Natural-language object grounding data
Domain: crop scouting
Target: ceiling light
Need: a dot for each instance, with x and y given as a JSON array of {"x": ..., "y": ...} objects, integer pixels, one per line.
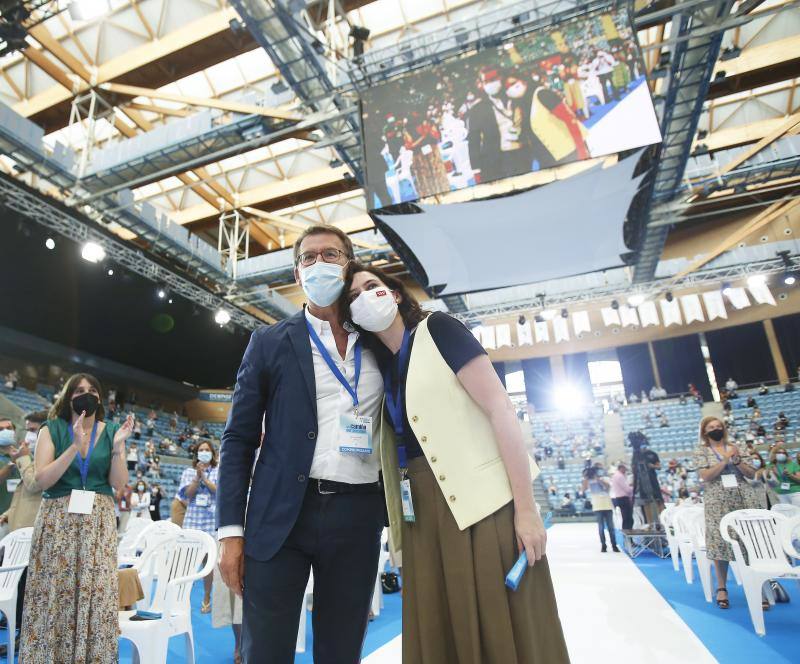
[
  {"x": 222, "y": 317},
  {"x": 636, "y": 300},
  {"x": 87, "y": 10},
  {"x": 93, "y": 252}
]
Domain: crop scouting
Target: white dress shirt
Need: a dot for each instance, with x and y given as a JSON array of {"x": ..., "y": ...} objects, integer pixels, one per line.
[{"x": 333, "y": 401}]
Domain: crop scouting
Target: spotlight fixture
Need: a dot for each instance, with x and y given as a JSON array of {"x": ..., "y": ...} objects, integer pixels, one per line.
[
  {"x": 93, "y": 252},
  {"x": 636, "y": 300}
]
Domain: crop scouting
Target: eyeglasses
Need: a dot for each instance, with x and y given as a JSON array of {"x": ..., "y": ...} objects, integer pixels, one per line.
[{"x": 329, "y": 255}]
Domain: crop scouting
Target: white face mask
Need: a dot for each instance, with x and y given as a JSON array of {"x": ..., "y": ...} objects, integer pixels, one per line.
[
  {"x": 492, "y": 88},
  {"x": 374, "y": 310},
  {"x": 322, "y": 282},
  {"x": 516, "y": 91}
]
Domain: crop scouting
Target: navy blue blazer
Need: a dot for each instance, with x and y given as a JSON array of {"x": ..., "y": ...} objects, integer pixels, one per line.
[{"x": 276, "y": 377}]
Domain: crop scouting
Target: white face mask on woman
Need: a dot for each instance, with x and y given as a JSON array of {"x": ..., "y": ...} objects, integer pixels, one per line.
[{"x": 374, "y": 310}]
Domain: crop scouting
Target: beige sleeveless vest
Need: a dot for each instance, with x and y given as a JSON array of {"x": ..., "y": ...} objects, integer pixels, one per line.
[{"x": 456, "y": 438}]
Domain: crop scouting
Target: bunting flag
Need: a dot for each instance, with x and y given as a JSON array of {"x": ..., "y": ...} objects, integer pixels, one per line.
[
  {"x": 738, "y": 297},
  {"x": 560, "y": 329},
  {"x": 487, "y": 336},
  {"x": 503, "y": 335},
  {"x": 580, "y": 322},
  {"x": 628, "y": 316},
  {"x": 715, "y": 305},
  {"x": 671, "y": 312},
  {"x": 524, "y": 334},
  {"x": 692, "y": 309},
  {"x": 610, "y": 316},
  {"x": 648, "y": 314},
  {"x": 761, "y": 293}
]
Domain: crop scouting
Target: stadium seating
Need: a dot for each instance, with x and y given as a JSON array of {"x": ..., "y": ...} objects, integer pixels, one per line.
[{"x": 680, "y": 435}]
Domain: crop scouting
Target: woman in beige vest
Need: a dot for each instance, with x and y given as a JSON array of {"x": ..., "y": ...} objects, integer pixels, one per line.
[{"x": 456, "y": 446}]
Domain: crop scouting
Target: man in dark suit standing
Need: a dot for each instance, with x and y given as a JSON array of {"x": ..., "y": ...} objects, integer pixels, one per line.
[{"x": 314, "y": 499}]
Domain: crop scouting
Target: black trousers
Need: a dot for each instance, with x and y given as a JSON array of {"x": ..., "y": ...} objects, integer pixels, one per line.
[
  {"x": 338, "y": 536},
  {"x": 626, "y": 507}
]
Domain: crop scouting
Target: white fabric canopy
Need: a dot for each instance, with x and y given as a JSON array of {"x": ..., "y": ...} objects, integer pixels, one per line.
[{"x": 568, "y": 227}]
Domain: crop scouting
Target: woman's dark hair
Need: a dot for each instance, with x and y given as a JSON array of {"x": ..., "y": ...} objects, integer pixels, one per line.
[
  {"x": 408, "y": 306},
  {"x": 195, "y": 460},
  {"x": 63, "y": 406}
]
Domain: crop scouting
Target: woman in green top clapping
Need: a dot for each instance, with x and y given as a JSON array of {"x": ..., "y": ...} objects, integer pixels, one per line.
[
  {"x": 785, "y": 475},
  {"x": 72, "y": 597}
]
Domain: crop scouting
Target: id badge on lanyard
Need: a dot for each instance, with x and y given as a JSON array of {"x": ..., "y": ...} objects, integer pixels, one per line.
[
  {"x": 81, "y": 501},
  {"x": 355, "y": 431}
]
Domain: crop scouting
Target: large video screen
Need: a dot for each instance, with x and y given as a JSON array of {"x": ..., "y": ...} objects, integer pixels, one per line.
[{"x": 572, "y": 91}]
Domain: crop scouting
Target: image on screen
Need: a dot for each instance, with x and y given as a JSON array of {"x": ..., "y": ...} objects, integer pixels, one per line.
[{"x": 575, "y": 90}]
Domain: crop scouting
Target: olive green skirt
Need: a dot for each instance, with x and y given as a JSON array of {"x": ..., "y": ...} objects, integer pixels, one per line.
[{"x": 456, "y": 608}]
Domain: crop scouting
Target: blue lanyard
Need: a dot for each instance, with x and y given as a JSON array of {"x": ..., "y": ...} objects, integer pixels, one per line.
[
  {"x": 83, "y": 464},
  {"x": 394, "y": 402},
  {"x": 353, "y": 390}
]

WHAT YOU ARE ASKED TO DO
Copy here each line of the preceding records with "blue" in it.

RESULT OF THIS TASK
Target: navy blue blazer
Target: blue lanyard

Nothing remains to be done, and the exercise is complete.